Supplied text —

= = = = =

Probability models based on graphs, such as Markov random fields (MRFs), are used in many areas of the statistical and computational sciences.The problem of graphical model selection is the following:
given a set of samples drawn from some MRF, determine the unknown graph that underlies it.This problem arises in many application domains, including social network modeling, genome analysis, and spatial statistics.In the worst-case setting, it is known to be computationally intractable but this does not preclude algorithms that are efficient for typical problems.
In the first part of this talk, we discuss some practical methods (meaning polynomial-time in problem parameters) for solving the graphical model selection problem.We show how methods based on $\ell_1$-regularized likelihood (or pseudolikelihood) can be used to recover the graph structure efficiently.For discrete random variables on a graph with $p$ vertices and maximum degree $d$, we show that a practical algorithm succeeds with high probability using $n = \Omega(d^3 \log p)$ samples.
For bounded degree graphs, this scaling allows for the graph size to scale exponentially in the sample size.In the second part of the talk, we compare this scaling to the information-theoretic limits of graphical model selection.We prove that no algorithm, even one with unlimited computational power, can reliably recover the graph if the sample size $n$ is less than $c d^2 \log p$, for some constant $c$.We conclude by discussing various open issues and on-going work in the area, including alternative loss functions and graph recovery with dependent samples.
Based on joint works with: John Lafferty (CMU), Garvesh Raskutti (Berkeley), Pradeep Ravikumar (UT Austin), and Prasad Santhanam (UW Hawaii), and Bin Yu (Berkeley).

= = = = =

The problem — Say whether each statement agrees with the abstract on graphical model selection, answering yes or no and quoting the deciding words of the abstract exactly. 1. In the worst-case setting, graphical model selection is known to be computationally intractable. 2. The practical methods discussed in the first part of the talk run in exponential time. 3. An algorithm with unlimited computational power can reliably recover the graph with fewer than $c d^2 \log p$ samples.

Information supplied —
= = = = =

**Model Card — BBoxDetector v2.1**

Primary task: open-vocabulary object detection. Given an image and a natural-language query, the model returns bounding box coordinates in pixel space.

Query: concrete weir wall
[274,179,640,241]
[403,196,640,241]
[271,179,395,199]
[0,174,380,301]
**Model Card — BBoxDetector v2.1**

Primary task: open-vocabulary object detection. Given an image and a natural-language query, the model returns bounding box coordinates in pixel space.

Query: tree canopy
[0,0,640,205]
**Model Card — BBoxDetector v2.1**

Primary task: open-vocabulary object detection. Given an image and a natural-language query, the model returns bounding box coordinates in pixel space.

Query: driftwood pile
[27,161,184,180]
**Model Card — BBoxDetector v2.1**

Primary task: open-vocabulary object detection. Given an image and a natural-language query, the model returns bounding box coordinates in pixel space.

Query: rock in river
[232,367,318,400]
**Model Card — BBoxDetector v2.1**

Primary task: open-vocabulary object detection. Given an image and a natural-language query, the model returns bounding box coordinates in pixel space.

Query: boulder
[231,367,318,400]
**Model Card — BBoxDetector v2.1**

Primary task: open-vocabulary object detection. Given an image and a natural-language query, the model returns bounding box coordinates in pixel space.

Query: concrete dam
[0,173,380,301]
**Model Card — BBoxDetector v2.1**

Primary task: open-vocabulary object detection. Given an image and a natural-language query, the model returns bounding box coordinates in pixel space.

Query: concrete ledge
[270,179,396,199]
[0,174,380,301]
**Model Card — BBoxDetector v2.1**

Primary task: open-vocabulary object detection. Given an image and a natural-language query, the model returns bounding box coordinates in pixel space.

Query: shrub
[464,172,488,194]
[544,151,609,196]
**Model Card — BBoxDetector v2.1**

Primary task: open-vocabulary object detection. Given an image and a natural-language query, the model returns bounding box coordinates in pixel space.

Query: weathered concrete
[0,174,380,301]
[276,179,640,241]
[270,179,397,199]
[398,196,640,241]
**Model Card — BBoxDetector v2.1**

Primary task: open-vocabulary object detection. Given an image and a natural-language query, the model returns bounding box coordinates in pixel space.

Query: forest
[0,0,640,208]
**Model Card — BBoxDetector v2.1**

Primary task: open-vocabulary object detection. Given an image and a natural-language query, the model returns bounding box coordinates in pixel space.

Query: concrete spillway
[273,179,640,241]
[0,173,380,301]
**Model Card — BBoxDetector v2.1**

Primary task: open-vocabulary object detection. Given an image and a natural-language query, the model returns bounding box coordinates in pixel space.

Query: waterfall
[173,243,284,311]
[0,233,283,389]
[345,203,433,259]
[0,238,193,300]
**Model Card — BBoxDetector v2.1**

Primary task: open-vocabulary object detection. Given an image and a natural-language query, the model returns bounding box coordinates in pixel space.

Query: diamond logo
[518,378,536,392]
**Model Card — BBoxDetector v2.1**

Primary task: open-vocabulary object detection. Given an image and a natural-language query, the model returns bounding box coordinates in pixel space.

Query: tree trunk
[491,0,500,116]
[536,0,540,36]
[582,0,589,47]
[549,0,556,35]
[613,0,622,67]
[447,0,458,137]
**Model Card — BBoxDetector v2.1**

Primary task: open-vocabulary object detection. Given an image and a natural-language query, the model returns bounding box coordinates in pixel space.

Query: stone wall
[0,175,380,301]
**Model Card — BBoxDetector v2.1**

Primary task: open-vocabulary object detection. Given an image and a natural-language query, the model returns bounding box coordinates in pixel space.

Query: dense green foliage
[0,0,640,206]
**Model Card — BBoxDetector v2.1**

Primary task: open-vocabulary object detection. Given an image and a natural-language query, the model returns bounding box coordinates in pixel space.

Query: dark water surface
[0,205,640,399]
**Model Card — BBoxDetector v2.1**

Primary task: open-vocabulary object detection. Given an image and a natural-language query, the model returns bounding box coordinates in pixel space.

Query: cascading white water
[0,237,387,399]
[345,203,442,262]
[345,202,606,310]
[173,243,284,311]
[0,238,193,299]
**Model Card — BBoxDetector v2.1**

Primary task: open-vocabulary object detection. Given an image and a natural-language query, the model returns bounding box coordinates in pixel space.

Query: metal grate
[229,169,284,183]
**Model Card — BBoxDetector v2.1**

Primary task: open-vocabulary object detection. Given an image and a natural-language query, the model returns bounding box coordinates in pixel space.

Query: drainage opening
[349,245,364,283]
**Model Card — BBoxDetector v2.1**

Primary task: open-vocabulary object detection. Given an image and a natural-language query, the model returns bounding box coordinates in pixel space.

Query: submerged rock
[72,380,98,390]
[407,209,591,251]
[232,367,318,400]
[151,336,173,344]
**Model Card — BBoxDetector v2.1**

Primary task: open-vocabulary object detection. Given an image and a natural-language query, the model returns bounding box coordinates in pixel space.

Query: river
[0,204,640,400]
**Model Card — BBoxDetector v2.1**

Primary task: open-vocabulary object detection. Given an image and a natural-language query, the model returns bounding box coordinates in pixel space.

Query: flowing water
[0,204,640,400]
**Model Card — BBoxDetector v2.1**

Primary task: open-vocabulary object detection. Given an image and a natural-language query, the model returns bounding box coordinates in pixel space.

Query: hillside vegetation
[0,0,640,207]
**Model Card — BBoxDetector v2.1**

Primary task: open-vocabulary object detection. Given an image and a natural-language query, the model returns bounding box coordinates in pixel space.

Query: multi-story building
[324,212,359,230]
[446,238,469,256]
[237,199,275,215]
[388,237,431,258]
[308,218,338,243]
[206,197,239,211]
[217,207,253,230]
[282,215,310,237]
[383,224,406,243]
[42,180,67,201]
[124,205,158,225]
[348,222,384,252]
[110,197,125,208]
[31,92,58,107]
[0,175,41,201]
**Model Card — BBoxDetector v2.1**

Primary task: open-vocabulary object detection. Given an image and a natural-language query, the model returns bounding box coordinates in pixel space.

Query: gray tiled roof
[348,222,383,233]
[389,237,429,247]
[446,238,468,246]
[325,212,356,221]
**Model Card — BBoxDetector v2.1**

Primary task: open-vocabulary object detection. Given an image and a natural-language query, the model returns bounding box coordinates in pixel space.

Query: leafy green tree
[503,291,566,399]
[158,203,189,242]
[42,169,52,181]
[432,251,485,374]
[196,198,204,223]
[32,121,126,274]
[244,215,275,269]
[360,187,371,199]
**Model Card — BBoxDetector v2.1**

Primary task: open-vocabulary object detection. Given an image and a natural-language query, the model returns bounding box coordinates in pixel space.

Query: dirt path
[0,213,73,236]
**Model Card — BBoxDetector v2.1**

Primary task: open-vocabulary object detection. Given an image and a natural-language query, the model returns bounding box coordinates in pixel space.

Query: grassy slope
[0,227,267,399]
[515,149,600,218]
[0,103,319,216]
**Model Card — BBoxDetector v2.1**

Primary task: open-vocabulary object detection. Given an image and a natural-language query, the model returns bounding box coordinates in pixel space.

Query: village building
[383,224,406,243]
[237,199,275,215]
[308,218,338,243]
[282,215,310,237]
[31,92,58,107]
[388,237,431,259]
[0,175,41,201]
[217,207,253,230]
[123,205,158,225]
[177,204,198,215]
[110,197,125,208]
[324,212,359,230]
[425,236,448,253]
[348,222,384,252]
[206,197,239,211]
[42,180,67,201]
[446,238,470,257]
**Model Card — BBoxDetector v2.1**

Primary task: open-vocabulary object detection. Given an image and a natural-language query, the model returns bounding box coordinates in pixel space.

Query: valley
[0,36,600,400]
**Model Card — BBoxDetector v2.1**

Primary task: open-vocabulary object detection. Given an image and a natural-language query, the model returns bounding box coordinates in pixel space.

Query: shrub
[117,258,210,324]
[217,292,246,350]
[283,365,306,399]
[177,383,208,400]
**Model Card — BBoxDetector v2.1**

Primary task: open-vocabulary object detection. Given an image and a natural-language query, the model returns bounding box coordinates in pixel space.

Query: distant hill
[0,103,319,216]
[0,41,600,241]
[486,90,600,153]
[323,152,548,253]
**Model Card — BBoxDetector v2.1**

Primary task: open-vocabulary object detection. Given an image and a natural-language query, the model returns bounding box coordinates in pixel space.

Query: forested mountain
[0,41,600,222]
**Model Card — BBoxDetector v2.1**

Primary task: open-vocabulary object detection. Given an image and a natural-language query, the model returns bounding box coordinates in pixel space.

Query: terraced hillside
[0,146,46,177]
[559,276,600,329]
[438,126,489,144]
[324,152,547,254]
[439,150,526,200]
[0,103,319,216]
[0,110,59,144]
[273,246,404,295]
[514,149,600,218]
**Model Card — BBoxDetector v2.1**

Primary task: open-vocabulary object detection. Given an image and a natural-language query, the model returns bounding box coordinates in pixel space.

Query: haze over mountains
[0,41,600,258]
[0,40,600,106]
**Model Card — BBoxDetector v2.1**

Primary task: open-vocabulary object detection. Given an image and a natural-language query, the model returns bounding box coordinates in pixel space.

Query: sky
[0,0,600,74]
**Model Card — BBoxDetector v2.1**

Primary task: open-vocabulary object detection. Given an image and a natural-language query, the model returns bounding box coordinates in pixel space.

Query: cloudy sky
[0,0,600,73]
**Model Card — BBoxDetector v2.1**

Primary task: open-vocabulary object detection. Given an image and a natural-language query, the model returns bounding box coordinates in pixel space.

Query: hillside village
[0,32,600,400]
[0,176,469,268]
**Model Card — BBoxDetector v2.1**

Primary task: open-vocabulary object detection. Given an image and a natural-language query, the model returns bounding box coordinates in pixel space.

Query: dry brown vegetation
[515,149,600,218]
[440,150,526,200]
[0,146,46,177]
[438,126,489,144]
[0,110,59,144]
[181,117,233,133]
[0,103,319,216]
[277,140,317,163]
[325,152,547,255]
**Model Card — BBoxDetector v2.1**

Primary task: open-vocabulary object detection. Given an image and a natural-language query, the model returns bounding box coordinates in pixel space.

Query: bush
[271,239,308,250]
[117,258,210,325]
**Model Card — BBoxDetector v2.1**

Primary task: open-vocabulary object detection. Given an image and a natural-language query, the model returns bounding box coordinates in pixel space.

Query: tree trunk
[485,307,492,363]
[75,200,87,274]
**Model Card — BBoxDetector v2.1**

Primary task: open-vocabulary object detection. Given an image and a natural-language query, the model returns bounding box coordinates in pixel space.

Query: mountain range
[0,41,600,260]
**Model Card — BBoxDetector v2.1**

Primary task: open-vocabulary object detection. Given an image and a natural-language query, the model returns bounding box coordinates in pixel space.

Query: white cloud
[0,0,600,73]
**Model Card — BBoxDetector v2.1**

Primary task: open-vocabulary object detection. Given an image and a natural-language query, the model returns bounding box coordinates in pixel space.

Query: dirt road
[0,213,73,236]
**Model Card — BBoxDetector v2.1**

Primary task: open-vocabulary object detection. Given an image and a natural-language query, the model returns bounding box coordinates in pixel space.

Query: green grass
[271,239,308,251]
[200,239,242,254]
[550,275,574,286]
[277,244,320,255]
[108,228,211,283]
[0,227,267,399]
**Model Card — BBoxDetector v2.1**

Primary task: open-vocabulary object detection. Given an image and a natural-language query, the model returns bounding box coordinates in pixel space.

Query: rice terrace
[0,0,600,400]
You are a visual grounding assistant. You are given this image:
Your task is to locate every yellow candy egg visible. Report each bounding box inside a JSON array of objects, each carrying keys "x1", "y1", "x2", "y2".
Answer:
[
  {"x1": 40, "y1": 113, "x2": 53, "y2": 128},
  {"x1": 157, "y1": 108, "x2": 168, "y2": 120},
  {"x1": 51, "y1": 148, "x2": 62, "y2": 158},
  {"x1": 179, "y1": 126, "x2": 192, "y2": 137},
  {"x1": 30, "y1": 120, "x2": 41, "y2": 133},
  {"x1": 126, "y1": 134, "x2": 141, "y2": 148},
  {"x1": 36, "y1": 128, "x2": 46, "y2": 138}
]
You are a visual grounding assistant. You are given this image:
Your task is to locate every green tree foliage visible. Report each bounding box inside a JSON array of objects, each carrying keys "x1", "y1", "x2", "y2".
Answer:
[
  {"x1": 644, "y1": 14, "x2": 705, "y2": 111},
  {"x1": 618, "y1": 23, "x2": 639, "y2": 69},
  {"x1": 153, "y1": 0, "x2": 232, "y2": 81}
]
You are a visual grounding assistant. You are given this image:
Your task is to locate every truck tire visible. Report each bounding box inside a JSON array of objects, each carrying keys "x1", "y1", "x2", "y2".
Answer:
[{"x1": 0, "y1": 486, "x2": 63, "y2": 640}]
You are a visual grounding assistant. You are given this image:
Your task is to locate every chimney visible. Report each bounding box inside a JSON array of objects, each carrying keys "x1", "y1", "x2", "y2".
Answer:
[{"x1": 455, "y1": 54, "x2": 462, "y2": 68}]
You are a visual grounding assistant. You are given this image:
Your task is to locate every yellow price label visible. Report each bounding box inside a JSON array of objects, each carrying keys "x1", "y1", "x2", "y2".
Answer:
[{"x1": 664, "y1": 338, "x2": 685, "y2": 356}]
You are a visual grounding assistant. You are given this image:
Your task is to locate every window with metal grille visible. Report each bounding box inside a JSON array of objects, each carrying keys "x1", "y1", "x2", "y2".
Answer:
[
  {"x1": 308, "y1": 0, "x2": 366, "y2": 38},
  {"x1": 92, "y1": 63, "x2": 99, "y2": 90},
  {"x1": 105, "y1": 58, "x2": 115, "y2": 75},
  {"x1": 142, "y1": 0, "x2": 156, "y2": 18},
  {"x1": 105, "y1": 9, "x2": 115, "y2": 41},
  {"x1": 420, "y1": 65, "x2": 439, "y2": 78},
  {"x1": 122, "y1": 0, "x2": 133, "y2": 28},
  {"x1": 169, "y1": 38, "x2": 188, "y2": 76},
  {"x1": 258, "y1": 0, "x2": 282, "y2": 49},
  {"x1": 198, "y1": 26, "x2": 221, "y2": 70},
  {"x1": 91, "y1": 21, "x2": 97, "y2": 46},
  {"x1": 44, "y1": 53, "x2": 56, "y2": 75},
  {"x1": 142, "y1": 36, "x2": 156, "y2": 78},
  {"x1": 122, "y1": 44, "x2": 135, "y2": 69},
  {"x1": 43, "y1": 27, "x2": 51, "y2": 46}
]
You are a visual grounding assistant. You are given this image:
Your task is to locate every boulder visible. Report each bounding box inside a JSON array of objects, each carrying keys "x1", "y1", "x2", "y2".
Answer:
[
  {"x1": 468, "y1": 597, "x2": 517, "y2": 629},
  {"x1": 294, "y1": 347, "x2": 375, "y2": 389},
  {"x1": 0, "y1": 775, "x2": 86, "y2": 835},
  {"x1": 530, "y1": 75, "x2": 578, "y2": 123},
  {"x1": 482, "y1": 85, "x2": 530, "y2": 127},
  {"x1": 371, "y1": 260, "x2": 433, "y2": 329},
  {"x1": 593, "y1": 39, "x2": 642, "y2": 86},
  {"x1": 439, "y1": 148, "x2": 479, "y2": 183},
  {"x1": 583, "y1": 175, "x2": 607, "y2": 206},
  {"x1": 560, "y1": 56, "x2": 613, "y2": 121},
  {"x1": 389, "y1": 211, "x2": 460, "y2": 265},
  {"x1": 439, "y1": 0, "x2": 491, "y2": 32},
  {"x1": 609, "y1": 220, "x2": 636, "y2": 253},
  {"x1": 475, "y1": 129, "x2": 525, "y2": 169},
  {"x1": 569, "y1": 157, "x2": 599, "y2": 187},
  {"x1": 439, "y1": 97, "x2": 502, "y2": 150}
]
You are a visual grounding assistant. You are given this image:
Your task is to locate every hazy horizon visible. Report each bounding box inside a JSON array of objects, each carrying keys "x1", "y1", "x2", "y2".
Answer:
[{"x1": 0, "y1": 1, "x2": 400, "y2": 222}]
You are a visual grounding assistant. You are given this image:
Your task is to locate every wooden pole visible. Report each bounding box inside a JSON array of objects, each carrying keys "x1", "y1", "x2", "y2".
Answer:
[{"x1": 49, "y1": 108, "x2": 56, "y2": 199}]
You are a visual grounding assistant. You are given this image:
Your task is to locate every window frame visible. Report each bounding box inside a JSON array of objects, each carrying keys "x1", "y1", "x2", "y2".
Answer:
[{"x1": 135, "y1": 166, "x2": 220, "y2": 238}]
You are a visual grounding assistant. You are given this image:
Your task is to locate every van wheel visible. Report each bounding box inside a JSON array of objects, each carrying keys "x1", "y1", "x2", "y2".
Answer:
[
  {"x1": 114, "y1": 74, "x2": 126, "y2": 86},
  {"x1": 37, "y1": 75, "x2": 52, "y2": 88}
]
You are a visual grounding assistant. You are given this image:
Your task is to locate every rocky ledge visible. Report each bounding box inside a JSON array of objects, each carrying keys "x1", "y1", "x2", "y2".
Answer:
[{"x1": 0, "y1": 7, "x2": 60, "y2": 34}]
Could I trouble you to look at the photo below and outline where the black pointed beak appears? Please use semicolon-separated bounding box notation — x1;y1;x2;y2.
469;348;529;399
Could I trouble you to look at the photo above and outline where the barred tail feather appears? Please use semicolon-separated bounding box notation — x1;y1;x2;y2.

= = = = =

Exercise result —
1. Yes: "In the worst-case setting, it is known to be computationally intractable"
2. No: "practical methods (meaning polynomial-time in problem parameters)"
3. No: "no algorithm, even one with unlimited computational power, can reliably recover the graph if the sample size $n$ is less than $c d^2 \log p$"